List each line of the records below that contains the word "water".

--- BEGIN INPUT RECORDS ---

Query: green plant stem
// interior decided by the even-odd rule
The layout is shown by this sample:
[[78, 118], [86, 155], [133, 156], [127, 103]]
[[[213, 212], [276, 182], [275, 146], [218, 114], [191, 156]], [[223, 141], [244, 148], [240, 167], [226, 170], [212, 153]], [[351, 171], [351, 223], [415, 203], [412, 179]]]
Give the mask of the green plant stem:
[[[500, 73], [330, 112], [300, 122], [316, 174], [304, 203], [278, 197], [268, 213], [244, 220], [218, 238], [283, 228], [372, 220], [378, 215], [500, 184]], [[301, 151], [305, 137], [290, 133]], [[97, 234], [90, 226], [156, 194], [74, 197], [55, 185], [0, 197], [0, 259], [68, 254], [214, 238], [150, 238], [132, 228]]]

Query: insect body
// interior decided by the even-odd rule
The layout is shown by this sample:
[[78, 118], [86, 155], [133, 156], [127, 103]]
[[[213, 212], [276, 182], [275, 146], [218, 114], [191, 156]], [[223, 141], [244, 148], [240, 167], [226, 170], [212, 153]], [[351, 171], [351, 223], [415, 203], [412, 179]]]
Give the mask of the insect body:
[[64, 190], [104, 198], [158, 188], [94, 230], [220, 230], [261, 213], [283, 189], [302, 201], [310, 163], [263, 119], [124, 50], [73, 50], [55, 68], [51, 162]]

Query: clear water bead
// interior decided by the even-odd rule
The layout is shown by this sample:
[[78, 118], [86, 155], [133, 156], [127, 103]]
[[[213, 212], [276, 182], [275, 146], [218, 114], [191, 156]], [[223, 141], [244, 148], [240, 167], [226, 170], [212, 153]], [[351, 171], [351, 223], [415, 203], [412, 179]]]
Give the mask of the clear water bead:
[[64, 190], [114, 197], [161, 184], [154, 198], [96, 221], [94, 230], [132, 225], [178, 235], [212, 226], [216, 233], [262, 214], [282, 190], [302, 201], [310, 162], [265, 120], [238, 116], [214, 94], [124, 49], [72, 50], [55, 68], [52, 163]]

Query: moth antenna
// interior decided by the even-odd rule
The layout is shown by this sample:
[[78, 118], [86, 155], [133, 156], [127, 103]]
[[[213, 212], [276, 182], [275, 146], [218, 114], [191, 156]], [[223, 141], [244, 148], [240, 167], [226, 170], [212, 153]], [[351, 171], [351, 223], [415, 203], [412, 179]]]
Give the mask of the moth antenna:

--- END INPUT RECORDS ---

RESULT:
Query: clear water bead
Give the mask of the clear water bead:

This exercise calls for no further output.